Parallel to this activist voluntarism, the determinist (economic) optimism of the theory ofZusammenbruch, the collapse of capitalism, victim of its contradictions, does not disappear from her writings, on the contrary: it is at the very centre of her great economic work, The Accumulation of Capital (1911). It was only after 1914, in the pamphlet The Crisis of Social Democracy, written in prison in 1915 - and published in Switzerland in January 1916 under the pseudonym “Junius” - that this traditional vision of the socialist movement at the beginning of the century was to be transcended. This document, thanks to the expression “socialism or barbarism” marks a turning-point in the history of Marxist thought. Curiously, the argument of Rosa Luxemburg starts by referring to the “objective laws of historical development”; she recognizes that the action of the proletariat “contributes to determining history”, but seems to believe that it is only a question of accelerating or delaying the historical process. So far, nothing new!
But in the following lines she compares the victory of the proletariat to “a leap of humanity from the animal world into the realm of freedom”, while adding: this leap will not be possible “until the development of complex material conditions strikes the incendiary spark zündende Funke of conscious will in the great mass”. We find here the celebrated Iskra, the spark of revolutionary will which is able to make the dry powder of material conditions explode. But what does this zündende Funke produce? It is only thanks to a “long chain of violent tests of strength” that “The international proletariat under the leadership of the Social Democrats will thereby learn to try to take its history (Seine Geschichte) into its own hands…” . In other words: it is in the course of practical experience that the spark of the revolutionary consciousness of the oppressed and exploited ignites.
○ ○ ○ ○ ○
Reproduce word for word the part of the passage on Rosa Luxemburg above, starting at "But in the following" and ending at "and exploited ignites.".

- [Given data]
○ ○ ○ ○ ○
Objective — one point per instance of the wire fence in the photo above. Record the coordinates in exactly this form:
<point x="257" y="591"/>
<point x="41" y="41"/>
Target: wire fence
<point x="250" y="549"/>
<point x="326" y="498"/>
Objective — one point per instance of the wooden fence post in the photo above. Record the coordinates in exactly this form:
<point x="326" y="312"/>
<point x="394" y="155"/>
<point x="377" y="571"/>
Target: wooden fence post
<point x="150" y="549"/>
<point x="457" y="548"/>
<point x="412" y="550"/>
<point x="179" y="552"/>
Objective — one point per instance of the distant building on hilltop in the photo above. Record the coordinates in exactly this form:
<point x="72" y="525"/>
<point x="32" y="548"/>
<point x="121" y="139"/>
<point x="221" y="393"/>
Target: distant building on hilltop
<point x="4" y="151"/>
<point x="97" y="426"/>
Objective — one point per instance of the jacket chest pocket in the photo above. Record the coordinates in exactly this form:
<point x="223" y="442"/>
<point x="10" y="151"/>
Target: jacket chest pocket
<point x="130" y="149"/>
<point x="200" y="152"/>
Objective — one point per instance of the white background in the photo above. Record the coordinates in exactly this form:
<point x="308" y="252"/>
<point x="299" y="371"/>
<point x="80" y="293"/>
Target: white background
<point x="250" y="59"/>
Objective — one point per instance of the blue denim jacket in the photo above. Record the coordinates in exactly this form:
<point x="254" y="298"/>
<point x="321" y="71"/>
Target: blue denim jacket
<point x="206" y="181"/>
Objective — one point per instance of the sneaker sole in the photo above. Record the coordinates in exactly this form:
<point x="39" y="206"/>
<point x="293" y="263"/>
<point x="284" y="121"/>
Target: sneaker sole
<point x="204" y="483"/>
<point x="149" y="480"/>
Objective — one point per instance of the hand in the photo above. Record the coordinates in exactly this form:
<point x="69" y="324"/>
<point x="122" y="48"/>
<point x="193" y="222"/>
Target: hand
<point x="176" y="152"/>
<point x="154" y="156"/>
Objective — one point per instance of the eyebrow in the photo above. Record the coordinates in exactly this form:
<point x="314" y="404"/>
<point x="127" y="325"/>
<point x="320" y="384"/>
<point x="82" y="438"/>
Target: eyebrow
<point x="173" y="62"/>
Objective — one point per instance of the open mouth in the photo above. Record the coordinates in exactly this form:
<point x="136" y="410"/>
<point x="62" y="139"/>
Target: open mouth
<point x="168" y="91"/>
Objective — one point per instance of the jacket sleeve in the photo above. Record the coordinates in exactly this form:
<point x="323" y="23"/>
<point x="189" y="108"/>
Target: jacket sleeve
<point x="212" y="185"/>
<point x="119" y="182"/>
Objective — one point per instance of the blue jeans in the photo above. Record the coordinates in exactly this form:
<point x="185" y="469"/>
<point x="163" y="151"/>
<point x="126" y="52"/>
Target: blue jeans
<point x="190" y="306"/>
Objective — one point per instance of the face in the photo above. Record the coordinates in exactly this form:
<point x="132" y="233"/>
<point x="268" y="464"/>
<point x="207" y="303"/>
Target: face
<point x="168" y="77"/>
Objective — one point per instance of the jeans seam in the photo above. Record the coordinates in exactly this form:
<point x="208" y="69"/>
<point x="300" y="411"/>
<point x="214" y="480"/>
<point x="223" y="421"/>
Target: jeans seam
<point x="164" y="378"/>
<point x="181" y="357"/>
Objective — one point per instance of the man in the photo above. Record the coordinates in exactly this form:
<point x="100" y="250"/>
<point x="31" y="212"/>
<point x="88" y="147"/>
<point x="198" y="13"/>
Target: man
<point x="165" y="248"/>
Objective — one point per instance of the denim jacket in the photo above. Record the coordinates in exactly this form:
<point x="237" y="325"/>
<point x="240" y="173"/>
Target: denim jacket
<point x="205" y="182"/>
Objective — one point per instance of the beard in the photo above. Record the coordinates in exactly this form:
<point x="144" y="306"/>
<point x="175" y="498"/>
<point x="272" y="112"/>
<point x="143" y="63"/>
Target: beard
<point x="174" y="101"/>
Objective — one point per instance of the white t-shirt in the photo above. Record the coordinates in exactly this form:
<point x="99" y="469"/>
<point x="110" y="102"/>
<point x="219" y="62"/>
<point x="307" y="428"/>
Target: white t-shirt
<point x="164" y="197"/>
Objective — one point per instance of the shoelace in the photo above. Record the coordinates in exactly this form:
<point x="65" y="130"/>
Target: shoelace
○ ○ ○ ○ ○
- [Solved exercise]
But in the following lines she compares the victory of the proletariat to “a leap of humanity from the animal world into the realm of freedom”, while adding: this leap will not be possible “until the development of complex material conditions strikes the incendiary spark zündende Funke of conscious will in the great mass”. We find here the celebrated Iskra, the spark of revolutionary will which is able to make the dry powder of material conditions explode. But what does this zündende Funke produce? It is only thanks to a “long chain of violent tests of strength” that “The international proletariat under the leadership of the Social Democrats will thereby learn to try to take its history (Seine Geschichte) into its own hands…” . In other words: it is in the course of practical experience that the spark of the revolutionary consciousness of the oppressed and exploited ignites.